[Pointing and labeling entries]
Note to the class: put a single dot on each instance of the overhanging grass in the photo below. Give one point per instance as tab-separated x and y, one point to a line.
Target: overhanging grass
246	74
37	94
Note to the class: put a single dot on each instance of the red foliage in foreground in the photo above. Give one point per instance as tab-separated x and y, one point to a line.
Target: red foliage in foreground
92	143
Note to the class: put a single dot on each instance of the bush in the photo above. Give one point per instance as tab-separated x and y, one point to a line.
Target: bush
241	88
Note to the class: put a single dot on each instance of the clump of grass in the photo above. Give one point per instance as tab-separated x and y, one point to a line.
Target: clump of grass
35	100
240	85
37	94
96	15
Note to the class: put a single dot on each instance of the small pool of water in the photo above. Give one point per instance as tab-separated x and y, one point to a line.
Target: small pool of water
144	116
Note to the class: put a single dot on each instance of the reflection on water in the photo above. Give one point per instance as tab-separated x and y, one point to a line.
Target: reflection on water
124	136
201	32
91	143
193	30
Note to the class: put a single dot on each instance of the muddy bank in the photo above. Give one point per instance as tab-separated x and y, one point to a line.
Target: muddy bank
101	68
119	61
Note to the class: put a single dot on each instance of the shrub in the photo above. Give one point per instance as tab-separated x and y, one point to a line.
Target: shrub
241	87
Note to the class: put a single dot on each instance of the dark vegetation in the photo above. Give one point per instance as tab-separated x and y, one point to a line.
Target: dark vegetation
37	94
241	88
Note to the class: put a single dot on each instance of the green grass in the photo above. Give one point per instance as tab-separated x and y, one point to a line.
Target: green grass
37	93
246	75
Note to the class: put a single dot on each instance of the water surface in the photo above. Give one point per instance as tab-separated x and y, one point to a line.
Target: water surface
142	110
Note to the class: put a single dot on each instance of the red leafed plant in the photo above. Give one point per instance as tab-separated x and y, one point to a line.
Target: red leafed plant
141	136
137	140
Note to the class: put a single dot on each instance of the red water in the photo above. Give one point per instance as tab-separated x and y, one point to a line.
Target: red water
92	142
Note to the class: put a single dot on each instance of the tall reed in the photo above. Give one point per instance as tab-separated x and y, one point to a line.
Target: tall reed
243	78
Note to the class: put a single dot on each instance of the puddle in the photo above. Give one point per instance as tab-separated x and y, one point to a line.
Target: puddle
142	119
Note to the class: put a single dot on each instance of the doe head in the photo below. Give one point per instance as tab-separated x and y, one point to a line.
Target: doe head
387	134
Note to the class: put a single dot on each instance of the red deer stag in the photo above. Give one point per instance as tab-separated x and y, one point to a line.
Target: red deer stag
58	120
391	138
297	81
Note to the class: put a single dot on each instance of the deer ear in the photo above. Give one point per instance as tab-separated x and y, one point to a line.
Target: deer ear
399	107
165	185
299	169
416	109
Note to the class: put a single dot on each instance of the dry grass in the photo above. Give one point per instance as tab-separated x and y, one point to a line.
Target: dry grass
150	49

(TASK TO CARRY OUT):
Reproduce word for word the stretch of the material from the line containing "the red deer" through the end of the material.

(EXPECTED ANSWER):
Note to the class: put a single dot on each instance of the red deer stag in the photo above. Give one point per instance as tab-separated x and y, one point to a line.
Target: red deer stag
58	120
391	138
297	81
Note to the class: put a single dot on each instance of the deer ear in the photo above. Give one point per instance as tab-separated x and y, one point to a line.
Target: deer ear
399	107
165	185
299	169
416	109
Note to the class: put a single dot on each instance of the dry grass in the photo above. Give one point per instance as tab-separated x and y, one point to a line.
Target: dry grass
150	49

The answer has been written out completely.